[start Material]
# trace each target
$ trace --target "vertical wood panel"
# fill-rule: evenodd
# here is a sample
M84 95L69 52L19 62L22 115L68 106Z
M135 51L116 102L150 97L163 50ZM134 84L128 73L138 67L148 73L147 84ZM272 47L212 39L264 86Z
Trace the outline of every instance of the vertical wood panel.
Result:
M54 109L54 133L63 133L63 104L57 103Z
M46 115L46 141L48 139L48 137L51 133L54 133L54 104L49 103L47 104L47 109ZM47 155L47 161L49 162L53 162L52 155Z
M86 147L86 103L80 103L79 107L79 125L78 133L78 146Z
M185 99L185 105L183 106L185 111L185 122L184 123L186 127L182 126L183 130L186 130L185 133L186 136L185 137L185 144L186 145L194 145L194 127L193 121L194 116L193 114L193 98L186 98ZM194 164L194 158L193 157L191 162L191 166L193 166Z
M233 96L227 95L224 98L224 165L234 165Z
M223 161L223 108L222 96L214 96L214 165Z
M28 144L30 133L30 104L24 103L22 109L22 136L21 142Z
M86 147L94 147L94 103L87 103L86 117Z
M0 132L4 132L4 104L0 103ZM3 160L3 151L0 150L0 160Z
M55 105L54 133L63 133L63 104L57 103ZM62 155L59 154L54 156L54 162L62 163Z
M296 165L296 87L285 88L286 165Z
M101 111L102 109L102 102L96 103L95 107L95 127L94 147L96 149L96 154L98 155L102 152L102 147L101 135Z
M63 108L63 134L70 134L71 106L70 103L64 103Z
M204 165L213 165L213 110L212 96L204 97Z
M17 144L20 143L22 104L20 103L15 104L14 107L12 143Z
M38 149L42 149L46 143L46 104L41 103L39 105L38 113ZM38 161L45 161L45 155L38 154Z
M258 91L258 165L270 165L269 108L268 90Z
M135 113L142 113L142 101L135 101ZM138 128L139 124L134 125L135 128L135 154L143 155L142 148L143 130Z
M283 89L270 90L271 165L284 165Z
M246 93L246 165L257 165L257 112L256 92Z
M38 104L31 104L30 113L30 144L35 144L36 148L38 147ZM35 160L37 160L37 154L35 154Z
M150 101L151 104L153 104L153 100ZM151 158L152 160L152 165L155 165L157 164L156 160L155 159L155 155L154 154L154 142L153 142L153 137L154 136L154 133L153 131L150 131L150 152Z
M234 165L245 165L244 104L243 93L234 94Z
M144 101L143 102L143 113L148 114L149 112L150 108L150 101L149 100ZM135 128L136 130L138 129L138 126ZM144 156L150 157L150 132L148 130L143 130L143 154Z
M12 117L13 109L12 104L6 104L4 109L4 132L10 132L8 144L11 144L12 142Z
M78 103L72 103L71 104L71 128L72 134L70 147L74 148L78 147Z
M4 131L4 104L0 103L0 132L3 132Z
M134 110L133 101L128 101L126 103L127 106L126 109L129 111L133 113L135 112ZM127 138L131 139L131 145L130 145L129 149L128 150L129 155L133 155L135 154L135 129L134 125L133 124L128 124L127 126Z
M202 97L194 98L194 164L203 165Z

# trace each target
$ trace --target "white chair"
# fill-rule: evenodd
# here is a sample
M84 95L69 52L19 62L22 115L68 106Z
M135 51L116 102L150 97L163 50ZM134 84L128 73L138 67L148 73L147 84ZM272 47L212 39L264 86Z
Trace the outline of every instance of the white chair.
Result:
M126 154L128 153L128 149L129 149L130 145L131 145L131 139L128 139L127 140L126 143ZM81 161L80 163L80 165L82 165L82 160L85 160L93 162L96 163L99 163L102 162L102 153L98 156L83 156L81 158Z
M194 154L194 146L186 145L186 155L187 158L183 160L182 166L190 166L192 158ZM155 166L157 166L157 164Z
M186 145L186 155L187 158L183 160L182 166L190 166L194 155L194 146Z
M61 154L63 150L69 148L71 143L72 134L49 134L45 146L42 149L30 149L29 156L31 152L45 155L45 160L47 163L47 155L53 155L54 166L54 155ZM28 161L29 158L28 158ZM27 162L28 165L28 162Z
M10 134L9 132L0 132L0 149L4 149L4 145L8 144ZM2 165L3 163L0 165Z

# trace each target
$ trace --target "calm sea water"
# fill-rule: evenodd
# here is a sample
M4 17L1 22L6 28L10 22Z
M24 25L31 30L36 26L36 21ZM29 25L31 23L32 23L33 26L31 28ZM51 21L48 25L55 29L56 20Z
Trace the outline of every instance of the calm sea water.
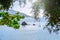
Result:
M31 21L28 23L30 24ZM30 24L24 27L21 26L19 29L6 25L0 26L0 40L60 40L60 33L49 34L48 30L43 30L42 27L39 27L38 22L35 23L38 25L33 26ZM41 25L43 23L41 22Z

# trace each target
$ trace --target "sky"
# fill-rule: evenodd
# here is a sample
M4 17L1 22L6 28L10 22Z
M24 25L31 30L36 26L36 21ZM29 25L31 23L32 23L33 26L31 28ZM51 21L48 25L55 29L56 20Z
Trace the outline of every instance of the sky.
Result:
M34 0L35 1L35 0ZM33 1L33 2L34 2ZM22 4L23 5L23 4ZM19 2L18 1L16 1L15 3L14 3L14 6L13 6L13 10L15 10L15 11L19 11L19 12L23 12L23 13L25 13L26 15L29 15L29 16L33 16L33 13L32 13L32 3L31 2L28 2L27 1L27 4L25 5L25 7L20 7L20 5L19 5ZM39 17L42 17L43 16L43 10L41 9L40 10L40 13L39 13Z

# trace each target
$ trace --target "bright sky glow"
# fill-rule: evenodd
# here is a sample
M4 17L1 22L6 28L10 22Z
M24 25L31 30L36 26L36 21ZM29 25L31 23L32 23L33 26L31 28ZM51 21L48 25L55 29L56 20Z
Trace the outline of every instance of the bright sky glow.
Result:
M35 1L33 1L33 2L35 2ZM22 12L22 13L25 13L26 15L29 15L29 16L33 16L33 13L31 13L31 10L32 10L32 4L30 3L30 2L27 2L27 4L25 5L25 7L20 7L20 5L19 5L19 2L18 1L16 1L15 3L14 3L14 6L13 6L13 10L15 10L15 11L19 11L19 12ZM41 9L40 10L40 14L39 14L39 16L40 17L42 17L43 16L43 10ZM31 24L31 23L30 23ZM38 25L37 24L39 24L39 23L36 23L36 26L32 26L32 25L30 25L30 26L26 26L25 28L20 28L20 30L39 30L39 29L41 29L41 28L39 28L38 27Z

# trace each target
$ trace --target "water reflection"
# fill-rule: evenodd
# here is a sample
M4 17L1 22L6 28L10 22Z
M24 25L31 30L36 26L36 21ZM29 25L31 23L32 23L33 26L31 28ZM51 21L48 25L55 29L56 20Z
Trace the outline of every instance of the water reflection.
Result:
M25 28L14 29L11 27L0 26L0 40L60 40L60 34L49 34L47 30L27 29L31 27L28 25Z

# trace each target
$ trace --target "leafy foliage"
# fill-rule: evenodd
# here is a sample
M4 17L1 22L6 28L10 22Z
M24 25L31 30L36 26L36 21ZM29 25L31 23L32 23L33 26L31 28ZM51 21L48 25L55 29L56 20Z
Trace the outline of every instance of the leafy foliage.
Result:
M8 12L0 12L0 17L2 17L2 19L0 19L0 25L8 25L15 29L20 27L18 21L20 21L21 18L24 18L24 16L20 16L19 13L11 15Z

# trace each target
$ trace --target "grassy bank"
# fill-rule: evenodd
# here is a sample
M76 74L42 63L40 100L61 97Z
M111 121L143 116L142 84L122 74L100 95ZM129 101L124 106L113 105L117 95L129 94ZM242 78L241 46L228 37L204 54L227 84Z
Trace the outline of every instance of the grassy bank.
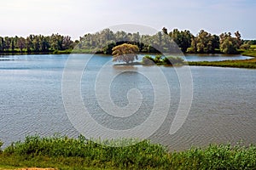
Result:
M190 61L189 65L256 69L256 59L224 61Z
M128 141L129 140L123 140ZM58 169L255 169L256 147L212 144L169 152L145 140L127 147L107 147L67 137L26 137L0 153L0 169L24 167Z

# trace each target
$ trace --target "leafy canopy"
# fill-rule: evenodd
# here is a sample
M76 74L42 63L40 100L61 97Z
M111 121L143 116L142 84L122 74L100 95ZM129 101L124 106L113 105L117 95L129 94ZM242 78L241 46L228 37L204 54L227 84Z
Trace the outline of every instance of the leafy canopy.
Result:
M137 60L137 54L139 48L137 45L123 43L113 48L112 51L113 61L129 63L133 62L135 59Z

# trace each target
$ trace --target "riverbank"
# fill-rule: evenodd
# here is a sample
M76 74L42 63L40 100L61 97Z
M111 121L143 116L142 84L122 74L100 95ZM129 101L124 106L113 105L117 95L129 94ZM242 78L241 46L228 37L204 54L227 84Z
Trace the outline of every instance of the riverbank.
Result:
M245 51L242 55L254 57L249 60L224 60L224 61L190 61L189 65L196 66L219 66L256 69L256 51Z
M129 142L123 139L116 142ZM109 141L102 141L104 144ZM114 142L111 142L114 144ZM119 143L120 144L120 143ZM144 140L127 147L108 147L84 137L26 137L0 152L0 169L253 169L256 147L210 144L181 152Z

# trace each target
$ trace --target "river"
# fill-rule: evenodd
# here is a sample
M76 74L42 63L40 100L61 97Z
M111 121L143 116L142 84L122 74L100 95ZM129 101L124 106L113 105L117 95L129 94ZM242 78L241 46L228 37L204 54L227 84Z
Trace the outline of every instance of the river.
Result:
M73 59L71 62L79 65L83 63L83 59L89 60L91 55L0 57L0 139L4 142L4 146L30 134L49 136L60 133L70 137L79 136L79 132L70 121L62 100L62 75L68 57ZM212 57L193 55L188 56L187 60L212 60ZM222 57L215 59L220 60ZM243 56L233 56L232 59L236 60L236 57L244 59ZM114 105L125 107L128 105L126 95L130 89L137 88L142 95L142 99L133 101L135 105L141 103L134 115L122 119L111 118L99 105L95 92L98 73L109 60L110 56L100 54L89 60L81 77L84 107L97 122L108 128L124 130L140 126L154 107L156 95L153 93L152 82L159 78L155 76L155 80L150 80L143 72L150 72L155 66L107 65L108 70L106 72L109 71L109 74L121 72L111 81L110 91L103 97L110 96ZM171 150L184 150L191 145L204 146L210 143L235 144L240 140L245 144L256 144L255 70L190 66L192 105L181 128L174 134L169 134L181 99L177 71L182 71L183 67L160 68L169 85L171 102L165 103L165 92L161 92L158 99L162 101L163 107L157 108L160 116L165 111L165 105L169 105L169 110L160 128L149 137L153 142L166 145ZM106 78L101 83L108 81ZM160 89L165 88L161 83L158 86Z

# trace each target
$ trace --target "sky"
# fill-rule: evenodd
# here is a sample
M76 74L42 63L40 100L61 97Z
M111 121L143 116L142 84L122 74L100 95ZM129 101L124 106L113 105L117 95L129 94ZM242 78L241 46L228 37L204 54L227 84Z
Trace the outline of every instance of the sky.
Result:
[end Material]
[start Material]
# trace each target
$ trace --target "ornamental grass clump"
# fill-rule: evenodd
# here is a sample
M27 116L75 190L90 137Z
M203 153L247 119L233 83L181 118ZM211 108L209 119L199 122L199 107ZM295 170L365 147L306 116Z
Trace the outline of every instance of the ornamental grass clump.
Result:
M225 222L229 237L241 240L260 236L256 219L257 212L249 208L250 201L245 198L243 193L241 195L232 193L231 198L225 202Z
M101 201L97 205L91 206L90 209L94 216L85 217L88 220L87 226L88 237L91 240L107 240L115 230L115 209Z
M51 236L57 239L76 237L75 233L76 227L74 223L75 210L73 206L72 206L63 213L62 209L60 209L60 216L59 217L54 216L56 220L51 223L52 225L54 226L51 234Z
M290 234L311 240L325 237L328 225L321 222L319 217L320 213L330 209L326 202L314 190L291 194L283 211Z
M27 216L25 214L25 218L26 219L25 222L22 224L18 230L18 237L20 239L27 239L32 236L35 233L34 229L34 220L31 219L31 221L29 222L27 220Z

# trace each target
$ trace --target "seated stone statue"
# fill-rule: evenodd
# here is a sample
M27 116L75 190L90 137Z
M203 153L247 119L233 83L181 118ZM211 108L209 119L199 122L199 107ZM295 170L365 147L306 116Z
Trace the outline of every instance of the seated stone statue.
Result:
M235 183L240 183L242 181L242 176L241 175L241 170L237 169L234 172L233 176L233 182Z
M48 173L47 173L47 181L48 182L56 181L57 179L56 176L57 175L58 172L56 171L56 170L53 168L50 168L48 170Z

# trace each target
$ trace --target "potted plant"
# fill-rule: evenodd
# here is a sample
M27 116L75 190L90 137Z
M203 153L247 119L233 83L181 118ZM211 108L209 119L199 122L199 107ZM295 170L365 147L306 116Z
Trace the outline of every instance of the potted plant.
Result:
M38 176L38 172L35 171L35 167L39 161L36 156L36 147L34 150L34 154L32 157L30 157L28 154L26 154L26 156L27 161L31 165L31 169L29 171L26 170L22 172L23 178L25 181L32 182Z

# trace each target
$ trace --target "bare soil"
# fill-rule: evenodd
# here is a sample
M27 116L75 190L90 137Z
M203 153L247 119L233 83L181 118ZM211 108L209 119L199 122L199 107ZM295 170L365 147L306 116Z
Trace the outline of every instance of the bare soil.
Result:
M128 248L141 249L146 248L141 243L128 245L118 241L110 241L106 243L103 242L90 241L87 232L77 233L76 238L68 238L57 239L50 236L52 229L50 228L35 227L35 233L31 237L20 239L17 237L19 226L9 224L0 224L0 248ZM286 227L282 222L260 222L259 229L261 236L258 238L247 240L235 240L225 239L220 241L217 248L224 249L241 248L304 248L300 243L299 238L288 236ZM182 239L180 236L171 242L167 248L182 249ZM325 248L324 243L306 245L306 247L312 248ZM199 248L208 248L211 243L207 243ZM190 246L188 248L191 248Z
[end Material]
[start Material]
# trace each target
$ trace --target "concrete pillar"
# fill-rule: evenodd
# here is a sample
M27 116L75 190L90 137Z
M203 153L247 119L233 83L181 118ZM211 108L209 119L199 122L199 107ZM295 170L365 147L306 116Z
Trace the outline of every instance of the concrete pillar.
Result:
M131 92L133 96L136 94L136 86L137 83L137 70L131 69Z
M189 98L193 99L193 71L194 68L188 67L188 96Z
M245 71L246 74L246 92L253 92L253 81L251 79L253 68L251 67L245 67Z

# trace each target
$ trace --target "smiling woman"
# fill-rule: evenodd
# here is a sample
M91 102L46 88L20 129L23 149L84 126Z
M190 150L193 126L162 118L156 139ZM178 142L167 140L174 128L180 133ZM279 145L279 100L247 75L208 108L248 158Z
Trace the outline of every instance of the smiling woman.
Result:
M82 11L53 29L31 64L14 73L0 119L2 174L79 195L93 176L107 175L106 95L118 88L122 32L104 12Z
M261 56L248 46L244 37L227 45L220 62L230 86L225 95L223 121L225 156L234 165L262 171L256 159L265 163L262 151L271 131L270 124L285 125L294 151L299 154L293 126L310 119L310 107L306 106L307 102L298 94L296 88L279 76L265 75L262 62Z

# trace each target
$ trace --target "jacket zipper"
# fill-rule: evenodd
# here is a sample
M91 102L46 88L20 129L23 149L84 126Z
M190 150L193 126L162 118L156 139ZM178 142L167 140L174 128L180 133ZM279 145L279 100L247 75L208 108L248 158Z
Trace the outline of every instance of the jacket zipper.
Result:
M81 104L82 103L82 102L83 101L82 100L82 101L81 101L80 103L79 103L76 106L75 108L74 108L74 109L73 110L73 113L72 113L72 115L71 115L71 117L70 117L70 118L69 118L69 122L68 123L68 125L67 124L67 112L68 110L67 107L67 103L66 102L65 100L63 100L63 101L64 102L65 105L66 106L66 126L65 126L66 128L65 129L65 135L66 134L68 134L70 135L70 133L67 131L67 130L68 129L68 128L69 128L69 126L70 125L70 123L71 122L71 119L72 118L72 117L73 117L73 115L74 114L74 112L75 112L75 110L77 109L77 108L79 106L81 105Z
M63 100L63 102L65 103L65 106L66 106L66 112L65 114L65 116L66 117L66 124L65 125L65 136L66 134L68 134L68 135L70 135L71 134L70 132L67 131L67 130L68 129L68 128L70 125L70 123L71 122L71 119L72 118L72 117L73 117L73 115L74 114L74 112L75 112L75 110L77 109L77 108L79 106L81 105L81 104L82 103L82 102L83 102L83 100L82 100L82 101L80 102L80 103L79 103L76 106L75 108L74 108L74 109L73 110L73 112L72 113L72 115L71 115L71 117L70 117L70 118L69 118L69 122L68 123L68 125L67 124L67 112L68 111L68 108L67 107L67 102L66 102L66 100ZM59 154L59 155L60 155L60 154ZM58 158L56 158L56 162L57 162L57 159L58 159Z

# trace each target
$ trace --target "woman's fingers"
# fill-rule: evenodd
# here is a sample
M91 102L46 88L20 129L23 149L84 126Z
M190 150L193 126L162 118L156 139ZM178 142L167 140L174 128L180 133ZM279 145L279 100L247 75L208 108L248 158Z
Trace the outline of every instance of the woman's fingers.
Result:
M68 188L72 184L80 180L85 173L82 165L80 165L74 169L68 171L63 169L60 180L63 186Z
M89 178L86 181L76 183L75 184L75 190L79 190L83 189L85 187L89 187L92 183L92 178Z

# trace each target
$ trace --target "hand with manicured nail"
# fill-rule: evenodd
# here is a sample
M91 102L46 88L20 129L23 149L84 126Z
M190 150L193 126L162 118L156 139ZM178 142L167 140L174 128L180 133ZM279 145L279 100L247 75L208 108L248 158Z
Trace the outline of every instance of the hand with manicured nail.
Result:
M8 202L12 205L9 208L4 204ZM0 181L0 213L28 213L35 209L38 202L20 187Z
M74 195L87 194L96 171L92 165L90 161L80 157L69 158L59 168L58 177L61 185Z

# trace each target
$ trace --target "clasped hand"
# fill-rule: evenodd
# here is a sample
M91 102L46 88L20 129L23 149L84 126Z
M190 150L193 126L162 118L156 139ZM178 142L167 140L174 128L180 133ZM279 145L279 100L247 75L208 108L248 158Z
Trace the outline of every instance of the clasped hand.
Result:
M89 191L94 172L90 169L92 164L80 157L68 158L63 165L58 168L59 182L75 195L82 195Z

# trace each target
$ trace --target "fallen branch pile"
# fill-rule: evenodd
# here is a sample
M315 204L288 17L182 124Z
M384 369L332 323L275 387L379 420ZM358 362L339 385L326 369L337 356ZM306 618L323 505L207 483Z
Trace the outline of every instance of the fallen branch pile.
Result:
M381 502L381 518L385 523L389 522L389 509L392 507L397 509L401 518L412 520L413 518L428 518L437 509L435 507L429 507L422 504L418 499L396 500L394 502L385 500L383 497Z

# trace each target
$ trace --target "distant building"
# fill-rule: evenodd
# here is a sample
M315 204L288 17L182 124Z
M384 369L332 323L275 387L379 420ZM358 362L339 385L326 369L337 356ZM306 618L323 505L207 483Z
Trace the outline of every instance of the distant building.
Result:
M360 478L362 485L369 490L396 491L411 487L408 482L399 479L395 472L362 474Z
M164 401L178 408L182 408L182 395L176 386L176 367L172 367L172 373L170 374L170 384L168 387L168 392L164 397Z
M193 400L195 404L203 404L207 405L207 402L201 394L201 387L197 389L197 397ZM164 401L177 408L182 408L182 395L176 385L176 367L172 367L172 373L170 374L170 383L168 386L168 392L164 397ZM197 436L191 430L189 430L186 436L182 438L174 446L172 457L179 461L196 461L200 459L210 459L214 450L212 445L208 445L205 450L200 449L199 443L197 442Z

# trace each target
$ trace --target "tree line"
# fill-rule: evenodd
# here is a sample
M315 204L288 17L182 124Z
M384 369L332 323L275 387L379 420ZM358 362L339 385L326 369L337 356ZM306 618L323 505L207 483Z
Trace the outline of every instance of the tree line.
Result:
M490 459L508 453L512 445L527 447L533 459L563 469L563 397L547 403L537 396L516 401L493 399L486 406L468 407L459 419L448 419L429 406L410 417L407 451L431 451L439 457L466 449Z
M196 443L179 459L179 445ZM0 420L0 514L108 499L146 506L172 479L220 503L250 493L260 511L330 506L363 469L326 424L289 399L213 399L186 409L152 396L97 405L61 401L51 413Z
[end Material]
> _Problem to solve_:
Pick out every line of the data above that contains the string "water", and copy each one.

> _Answer_:
$ trace --target "calm sea water"
Trace the outline of every instance of the calm sea water.
$ trace --target "water reflection"
Trace the outline of every instance of the water reflection.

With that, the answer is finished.